== WHAT THE EXERCISE ASKS ==
Write out each line exactly as it stands, please.

== TASK INPUT ==
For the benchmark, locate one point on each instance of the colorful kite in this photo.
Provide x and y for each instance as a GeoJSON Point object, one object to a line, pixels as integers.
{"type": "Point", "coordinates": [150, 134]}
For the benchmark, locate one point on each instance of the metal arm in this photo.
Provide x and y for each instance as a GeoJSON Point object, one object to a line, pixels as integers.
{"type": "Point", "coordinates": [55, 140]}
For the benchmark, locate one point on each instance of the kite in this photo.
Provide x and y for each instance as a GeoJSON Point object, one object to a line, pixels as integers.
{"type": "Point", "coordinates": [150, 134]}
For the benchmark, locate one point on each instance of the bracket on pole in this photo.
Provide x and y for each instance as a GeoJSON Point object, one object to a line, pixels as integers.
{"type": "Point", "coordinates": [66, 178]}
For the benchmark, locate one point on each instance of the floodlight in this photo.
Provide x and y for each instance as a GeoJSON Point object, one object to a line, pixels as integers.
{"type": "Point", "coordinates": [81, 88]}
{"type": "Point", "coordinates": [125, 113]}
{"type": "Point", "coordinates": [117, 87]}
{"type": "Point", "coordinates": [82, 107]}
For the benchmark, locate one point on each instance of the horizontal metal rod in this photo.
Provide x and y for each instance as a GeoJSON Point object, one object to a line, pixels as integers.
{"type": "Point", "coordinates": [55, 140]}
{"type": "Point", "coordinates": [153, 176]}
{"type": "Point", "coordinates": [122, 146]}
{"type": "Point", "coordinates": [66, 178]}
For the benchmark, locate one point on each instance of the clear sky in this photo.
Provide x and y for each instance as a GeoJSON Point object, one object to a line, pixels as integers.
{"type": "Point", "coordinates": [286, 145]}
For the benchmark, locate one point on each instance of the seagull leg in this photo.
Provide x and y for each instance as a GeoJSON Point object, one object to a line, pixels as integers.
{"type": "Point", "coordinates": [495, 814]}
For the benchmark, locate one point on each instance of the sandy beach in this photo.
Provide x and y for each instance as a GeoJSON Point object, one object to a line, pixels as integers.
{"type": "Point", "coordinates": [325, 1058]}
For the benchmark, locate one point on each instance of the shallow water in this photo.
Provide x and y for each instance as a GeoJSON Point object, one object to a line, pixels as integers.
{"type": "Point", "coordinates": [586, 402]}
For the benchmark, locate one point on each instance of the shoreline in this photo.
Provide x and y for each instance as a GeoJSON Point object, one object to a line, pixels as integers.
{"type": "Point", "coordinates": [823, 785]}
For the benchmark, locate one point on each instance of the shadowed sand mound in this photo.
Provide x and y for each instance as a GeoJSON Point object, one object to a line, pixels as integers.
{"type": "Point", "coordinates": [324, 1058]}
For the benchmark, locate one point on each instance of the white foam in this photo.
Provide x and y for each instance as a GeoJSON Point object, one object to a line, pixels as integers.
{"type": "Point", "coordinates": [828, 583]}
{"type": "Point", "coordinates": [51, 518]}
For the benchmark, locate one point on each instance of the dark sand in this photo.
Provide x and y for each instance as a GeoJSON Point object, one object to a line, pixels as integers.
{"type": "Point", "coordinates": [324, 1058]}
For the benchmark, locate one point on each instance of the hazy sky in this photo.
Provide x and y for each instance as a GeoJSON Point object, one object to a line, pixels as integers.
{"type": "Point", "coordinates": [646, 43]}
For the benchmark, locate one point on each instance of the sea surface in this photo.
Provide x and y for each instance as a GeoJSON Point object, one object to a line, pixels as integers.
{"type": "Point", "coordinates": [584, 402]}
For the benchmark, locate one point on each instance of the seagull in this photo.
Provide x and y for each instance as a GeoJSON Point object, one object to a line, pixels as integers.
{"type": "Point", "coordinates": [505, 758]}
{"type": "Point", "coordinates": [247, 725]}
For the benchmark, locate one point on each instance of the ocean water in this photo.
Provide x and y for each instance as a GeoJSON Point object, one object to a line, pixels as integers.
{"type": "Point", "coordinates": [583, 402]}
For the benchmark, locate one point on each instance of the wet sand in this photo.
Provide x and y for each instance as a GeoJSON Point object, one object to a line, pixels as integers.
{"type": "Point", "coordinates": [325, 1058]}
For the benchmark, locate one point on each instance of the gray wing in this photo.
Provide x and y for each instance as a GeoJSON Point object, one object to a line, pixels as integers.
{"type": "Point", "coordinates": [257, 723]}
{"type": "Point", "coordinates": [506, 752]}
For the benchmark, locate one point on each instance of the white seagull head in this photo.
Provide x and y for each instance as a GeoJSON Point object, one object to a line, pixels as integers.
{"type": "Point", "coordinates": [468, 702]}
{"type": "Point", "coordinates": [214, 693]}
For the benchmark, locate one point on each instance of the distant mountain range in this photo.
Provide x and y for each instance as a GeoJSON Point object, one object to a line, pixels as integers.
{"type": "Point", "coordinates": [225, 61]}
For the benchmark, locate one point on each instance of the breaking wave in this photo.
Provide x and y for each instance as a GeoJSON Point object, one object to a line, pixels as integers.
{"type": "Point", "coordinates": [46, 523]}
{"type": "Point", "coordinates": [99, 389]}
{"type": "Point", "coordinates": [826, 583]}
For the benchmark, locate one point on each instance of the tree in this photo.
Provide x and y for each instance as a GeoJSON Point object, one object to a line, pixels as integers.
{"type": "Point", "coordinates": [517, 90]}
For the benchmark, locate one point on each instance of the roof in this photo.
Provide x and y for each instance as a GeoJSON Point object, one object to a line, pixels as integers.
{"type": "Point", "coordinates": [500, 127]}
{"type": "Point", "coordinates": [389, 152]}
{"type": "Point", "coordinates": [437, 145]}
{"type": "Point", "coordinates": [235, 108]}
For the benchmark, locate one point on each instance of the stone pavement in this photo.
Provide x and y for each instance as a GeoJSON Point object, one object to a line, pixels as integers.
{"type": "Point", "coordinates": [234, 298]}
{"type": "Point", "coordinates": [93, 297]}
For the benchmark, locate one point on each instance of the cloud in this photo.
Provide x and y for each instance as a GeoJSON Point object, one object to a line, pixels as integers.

== EXERCISE OUTPUT ==
For the benchmark, locate one point on each instance of the colorful kite in this photo.
Provide x and y for each instance as a GeoJSON Point object, one object to a line, pixels as integers.
{"type": "Point", "coordinates": [150, 134]}
For the benchmark, locate one point on each instance of the metal arm in this photo.
Provide x and y for each instance as a GeoJSON Point object, one object to a line, pixels as integers.
{"type": "Point", "coordinates": [55, 140]}
For the benchmark, locate one point on each instance of the kite in this photo.
Provide x and y for each instance as a GeoJSON Point object, one object to a line, pixels as integers.
{"type": "Point", "coordinates": [150, 134]}
For the benchmark, locate one point on each instance of the bracket on pole in this photo.
Provide x and y for each instance as a GeoJSON Point object, one object to a line, pixels as integers.
{"type": "Point", "coordinates": [66, 178]}
For the benchmark, locate one point on each instance of the floodlight in this photo.
Provide x and y for each instance as a GeoJSON Point object, one object to a line, pixels as integers.
{"type": "Point", "coordinates": [81, 88]}
{"type": "Point", "coordinates": [125, 113]}
{"type": "Point", "coordinates": [117, 87]}
{"type": "Point", "coordinates": [82, 107]}
For the benchmark, locate one point on each instance of the horizontal metal rod in this photo.
Provide x and y for each instance as a GeoJSON Point object, one object to a line, pixels as integers.
{"type": "Point", "coordinates": [55, 140]}
{"type": "Point", "coordinates": [153, 176]}
{"type": "Point", "coordinates": [122, 146]}
{"type": "Point", "coordinates": [66, 178]}
For the benchmark, locate one point on each instance of the clear sky in this photo.
Provide x and y for each instance as a GeoJSON Point object, one object to a line, pixels as integers.
{"type": "Point", "coordinates": [286, 145]}
For the benchmark, locate one point on each instance of the seagull leg in this photo.
Provide x and y for each instance as a GeoJSON Point object, one object to a line, pixels as integers.
{"type": "Point", "coordinates": [495, 814]}
For the benchmark, locate one point on each instance of the sandy beach in this photo.
Provide x and y for each instance as a GeoJSON Point object, one object to a line, pixels as integers.
{"type": "Point", "coordinates": [325, 1058]}
For the benchmark, locate one point on each instance of the shallow water in this photo.
Provide x and y for each instance as a GeoJSON Point object, one object to a line, pixels as integers.
{"type": "Point", "coordinates": [586, 402]}
For the benchmark, locate one point on each instance of the shoreline in this photo.
Provide x and y for each instance as a GeoJSON Point object, one object to a line, pixels as integers.
{"type": "Point", "coordinates": [823, 785]}
For the benchmark, locate one point on each instance of the shadowed sand mound in this photo.
Provide x and y for each instance as a GeoJSON Point object, one object to a line, pixels as integers.
{"type": "Point", "coordinates": [324, 1058]}
For the benchmark, locate one point on each instance of the white foam in this photo.
Provide x and y for each instance as a GeoJSON Point object, one object to a line, pixels as integers.
{"type": "Point", "coordinates": [828, 583]}
{"type": "Point", "coordinates": [51, 518]}
For the benchmark, locate one point on each instance of the dark sand in this photo.
Provide x and y for each instance as a GeoJSON Point object, one object to a line, pixels as integers.
{"type": "Point", "coordinates": [324, 1058]}
For the benchmark, locate one point on each instance of the hazy sky in this photo.
Provide x and y for each instance as a GeoJSON Point object, one object to a line, pixels as integers.
{"type": "Point", "coordinates": [646, 43]}
For the benchmark, locate one point on each instance of the sea surface in this photo.
Provide x and y for each instance as a GeoJSON Point object, one object to a line, pixels as integers.
{"type": "Point", "coordinates": [584, 402]}
For the benchmark, locate one point on each instance of the seagull in this photo.
Provide x and y for each instance as a GeoJSON Point object, one object to a line, pixels as integers.
{"type": "Point", "coordinates": [505, 758]}
{"type": "Point", "coordinates": [247, 725]}
For the benchmark, locate one point on each instance of the ocean water in this photo.
Provide x and y for each instance as a GeoJSON Point object, one object to a line, pixels as integers.
{"type": "Point", "coordinates": [583, 402]}
For the benchmark, locate one point on each instance of the wet sand in this photo.
Provide x and y for each instance as a GeoJSON Point object, one object to a line, pixels as integers.
{"type": "Point", "coordinates": [325, 1058]}
For the benchmark, locate one point on each instance of the gray wing in this photo.
Provide x and y for each instance as a GeoJSON Point object, one object to a line, pixels as integers.
{"type": "Point", "coordinates": [257, 723]}
{"type": "Point", "coordinates": [506, 752]}
For the benchmark, locate one point on each instance of the white seagull head in this photo.
Provide x and y for each instance as a GeoJSON Point object, one object to a line, pixels as integers.
{"type": "Point", "coordinates": [468, 702]}
{"type": "Point", "coordinates": [214, 693]}
For the benchmark, locate one point on each instance of the distant mountain range in this photo.
Provide x and y for each instance as a GeoJSON Point object, one object to a line, pixels as integers.
{"type": "Point", "coordinates": [225, 61]}
For the benchmark, locate one point on each instance of the breaking wave in this photo.
Provide x and y for each instance as a GeoJSON Point object, one object to a line, pixels as integers.
{"type": "Point", "coordinates": [46, 523]}
{"type": "Point", "coordinates": [99, 389]}
{"type": "Point", "coordinates": [826, 583]}
For the benchmark, locate one point on each instance of the tree in this photo.
Provide x and y for each instance as a GeoJSON Point object, one object to a line, pixels as integers.
{"type": "Point", "coordinates": [517, 90]}
For the benchmark, locate one point on each instance of the roof in this photo.
Provide x and y for each instance as a GeoJSON Point object, one object to a line, pixels as integers.
{"type": "Point", "coordinates": [500, 127]}
{"type": "Point", "coordinates": [389, 152]}
{"type": "Point", "coordinates": [437, 145]}
{"type": "Point", "coordinates": [235, 108]}
For the benchmark, locate one point on each instance of the stone pavement in this photo.
Provide x and y for each instance as a GeoJSON Point object, one object to a line, pixels as integers.
{"type": "Point", "coordinates": [234, 298]}
{"type": "Point", "coordinates": [93, 297]}
For the benchmark, locate one point on each instance of the cloud in this photo.
Provide x and y for each instance as a GeoJSON Point object, one object to a line, pixels as integers.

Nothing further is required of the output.